* **Vorliegender Text**
........

Weitere zwei Minuten später flankte Luca Itter von links auf den Kopf von Green, dessen Kopfball Drewes nur nach vorne abwehren konnte. Dickson Abiama sagte Danke - und durfte nach fast einem halben Jahr ohne Treffer mal wieder jubeln (13.). Nach einem wilden Start hätte das Kleeblatt sogar noch höher führen können, doch am Ende eines schnellen und bis dato perfekten Angriff spielte Simon Asta den Ball von der Grundlinie ins Nichts - statt zu einem freien Mitspieler (23.).

Das rächte sich im Gegenzug. Die Fürther ließen Philip Heise im Mittelfeld viel zu viel Platz, niemand fühlte sich bemüßigt, den Karlsruher Verteidiger anzugreifen - und dann schlief Asta beim Schnittstellenpass auf Marvin Wanitzek auch noch. Der hatte leichtes Spiel und traf aus zehn Metern flach zum erneuten Ausgleich. (28.). Kurz darauf schoss Wanitzek aus der Distanz nochmal knapp vorbei, dann kam die wilde Partie zumindest ein bisschen zur Ruhe. Bevor es nochmal richtig wild wurde.

In der 45. Minute köpfte Abiama knapp am Pfosten vorbei, dann drehten die Gäste das Spiel. Wieder verteidigten die Fürther sehr schlecht und waren viel zu weit weg von ihren Gegenspielern. So konnten die Karlsruher auf der linken Seite Sebastian Jung freispielen, der im Rückraum den ebenso freien Lars Stindl fand, der zwischen Orestis Kiomourtzoglou, Asta und Maximilian Dietz einlief und den KSC in Führung schoss (45.+4). Branimir Hrgota munterte seine Mannschaft sofort mit vehementem Klatschen auf - und leitete so das 3:3 ein.

........

* **Angezeigte Einträge**
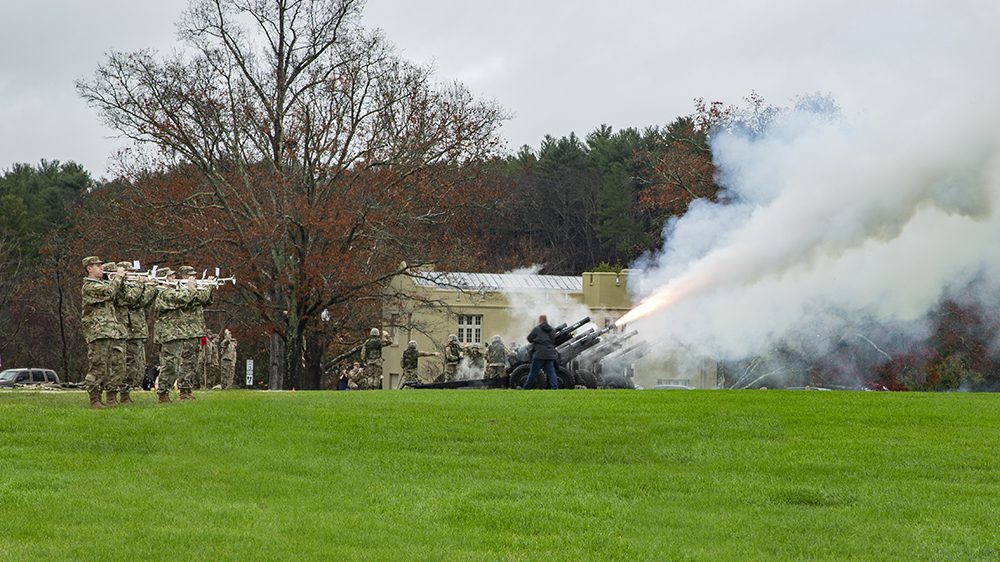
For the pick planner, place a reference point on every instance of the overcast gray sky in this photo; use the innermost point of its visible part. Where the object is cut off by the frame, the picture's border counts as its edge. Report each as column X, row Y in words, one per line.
column 558, row 66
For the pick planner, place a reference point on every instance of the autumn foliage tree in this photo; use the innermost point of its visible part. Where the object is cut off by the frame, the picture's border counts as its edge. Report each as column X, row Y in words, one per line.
column 296, row 145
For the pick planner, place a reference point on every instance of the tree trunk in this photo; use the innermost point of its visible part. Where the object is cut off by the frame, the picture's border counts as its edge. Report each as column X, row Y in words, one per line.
column 314, row 362
column 62, row 321
column 294, row 350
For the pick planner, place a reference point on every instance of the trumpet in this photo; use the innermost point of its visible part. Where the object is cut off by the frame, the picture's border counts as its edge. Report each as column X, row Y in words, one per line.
column 200, row 283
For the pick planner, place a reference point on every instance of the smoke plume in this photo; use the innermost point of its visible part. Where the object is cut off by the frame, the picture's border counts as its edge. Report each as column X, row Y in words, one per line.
column 835, row 220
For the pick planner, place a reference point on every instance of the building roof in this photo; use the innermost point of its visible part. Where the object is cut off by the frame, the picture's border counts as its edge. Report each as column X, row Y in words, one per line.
column 498, row 282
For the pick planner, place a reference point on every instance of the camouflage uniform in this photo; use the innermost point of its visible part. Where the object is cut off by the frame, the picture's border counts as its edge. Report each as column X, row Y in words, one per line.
column 214, row 366
column 208, row 363
column 179, row 327
column 356, row 379
column 477, row 363
column 411, row 356
column 227, row 359
column 137, row 299
column 496, row 359
column 452, row 356
column 371, row 353
column 194, row 313
column 116, row 381
column 105, row 336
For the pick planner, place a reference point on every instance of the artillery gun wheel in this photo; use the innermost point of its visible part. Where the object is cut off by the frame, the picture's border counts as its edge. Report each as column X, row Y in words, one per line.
column 520, row 374
column 586, row 378
column 565, row 378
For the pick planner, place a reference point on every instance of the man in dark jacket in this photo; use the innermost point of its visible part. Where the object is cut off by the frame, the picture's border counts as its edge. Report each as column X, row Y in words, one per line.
column 542, row 339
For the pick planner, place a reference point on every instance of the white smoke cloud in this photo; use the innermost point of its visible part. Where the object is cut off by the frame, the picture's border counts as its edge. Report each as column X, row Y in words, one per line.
column 869, row 217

........

* **Deine Aufgaben**
(a) Beantworte anhand des Textes oben diese Fragen:
(i) Wer flankte von links auf den Kopf von Green?
(ii) Aus wie vielen Metern traf Wanitzek zum erneuten Ausgleich?
(iii) Wen fand Sebastian Jung im Rückraum?
(b) Gib aus dem Text oben den Abschnitt von „Weitere zwei Minuten“ bis einschließlich „freien Mitspieler (23.).“ wortgetreu zurück.

* **Lösungen**
(a)
(i) Luca Itter
(ii) Aus zehn Metern
(iii) Lars Stindl

(b)
Weitere zwei Minuten später flankte Luca Itter von links auf den Kopf von Green, dessen Kopfball Drewes nur nach vorne abwehren konnte. Dickson Abiama sagte Danke - und durfte nach fast einem halben Jahr ohne Treffer mal wieder jubeln (13.). Nach einem wilden Start hätte das Kleeblatt sogar noch höher führen können, doch am Ende eines schnellen und bis dato perfekten Angriff spielte Simon Asta den Ball von der Grundlinie ins Nichts - statt zu einem freien Mitspieler (23.).